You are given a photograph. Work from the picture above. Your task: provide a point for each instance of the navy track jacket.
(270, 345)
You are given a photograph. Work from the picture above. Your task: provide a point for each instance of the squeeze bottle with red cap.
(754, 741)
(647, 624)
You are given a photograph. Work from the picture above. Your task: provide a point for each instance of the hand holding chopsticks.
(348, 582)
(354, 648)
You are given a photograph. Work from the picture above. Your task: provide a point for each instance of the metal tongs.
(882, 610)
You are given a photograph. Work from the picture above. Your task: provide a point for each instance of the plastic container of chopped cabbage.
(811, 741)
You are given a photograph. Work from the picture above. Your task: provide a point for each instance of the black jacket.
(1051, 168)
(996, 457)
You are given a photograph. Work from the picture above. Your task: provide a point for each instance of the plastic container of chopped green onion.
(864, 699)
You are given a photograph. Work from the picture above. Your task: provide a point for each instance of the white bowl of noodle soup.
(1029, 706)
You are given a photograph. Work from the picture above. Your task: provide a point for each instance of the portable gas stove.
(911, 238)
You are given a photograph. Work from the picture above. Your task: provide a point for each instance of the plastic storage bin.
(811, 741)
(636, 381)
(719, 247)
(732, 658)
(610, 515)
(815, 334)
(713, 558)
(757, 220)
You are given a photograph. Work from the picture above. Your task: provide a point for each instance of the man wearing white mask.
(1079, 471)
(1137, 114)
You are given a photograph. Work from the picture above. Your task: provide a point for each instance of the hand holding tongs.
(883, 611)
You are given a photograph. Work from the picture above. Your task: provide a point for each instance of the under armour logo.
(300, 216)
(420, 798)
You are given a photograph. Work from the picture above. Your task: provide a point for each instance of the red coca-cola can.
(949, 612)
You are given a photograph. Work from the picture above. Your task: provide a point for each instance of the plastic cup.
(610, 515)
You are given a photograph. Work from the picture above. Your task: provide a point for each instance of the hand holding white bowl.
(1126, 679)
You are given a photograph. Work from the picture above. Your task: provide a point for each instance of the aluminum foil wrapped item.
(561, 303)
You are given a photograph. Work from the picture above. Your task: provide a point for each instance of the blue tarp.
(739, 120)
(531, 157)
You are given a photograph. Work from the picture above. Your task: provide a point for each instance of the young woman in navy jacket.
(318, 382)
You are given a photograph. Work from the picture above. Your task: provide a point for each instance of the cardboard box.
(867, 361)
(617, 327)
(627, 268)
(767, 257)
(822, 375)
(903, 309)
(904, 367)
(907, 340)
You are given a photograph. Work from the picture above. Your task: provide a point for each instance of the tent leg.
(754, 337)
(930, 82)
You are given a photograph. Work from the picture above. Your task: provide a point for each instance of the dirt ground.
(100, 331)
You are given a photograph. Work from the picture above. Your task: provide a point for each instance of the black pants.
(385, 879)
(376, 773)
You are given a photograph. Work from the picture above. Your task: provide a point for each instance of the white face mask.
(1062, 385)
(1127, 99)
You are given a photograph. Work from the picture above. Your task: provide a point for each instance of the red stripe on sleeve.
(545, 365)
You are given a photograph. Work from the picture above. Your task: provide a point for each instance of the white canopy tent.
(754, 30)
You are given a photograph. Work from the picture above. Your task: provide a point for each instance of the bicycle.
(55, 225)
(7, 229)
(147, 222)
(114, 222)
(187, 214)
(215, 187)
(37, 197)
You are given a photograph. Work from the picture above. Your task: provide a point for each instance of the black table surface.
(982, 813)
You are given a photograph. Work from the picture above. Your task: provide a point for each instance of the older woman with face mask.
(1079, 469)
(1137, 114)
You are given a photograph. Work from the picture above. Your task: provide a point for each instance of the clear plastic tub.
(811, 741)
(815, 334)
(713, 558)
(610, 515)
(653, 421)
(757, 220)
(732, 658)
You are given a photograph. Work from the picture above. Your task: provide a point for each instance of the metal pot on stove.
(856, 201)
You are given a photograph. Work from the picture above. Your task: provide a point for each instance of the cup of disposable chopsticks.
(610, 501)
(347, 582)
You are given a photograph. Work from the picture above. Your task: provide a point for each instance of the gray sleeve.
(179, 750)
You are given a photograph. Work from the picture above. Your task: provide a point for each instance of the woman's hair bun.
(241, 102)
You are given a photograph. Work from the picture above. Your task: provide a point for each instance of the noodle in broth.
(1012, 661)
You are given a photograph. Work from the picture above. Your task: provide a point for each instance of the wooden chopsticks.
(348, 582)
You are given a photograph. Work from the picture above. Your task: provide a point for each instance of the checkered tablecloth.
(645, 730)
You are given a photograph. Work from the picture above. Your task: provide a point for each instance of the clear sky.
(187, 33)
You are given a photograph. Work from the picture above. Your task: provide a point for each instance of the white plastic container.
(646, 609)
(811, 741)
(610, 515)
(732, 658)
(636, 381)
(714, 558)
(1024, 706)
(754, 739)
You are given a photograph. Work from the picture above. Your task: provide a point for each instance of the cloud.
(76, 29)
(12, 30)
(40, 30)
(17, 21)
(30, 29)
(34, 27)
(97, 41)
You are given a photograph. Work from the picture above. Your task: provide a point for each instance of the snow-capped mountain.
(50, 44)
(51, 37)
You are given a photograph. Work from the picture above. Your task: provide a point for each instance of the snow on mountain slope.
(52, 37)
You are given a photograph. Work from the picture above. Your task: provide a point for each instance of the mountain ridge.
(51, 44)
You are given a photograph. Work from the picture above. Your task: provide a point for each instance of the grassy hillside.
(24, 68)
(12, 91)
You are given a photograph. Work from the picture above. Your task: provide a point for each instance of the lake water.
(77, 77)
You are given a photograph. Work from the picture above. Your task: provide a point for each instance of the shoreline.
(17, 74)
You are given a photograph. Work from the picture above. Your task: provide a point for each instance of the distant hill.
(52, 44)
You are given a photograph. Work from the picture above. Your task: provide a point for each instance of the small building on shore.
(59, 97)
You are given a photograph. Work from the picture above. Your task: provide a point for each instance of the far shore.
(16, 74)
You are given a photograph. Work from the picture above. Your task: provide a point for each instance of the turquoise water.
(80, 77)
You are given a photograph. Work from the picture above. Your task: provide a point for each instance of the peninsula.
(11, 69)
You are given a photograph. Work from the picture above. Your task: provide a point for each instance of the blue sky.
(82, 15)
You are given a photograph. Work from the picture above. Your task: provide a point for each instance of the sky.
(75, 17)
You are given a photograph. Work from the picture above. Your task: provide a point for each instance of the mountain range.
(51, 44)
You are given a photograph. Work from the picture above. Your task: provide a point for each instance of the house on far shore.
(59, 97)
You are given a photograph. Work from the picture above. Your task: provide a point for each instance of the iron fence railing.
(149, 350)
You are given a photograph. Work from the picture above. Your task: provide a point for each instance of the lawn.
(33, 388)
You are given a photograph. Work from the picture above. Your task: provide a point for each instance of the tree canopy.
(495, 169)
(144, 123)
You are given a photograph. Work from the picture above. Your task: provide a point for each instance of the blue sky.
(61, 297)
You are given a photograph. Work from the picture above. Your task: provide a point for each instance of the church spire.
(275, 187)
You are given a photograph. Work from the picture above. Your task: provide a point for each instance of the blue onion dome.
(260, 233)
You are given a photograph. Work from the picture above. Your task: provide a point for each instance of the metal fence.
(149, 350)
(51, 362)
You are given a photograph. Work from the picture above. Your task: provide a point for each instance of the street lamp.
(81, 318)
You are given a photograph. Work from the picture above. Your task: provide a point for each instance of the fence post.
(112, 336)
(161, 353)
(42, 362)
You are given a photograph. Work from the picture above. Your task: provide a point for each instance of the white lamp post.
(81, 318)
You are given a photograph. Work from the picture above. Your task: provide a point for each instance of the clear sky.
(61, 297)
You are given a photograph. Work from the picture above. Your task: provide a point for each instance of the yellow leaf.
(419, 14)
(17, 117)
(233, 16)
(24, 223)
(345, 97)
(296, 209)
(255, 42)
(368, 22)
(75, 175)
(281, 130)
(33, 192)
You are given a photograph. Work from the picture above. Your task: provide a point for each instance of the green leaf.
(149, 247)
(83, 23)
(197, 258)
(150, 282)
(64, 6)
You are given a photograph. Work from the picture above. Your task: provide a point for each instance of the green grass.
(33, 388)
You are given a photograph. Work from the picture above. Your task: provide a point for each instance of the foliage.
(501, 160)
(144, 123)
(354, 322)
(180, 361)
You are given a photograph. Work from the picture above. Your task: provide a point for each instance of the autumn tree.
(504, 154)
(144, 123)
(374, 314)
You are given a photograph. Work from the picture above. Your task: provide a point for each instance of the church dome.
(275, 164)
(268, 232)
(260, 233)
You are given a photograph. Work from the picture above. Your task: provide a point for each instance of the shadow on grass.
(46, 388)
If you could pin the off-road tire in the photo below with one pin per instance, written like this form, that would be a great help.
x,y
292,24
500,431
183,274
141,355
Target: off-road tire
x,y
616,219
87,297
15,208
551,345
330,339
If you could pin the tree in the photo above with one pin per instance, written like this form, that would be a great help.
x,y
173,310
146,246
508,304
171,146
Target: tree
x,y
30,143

### AIM OF THE EXERCISE
Using the records above, find and show each line with the string "would".

### TASK RESPONSE
If you could pin the off-road tire in the photo below with one pin per instance, written like this form, that would be a great help.
If you could pin the tree in the photo above with one pin per instance, written like this form, that would be a great help.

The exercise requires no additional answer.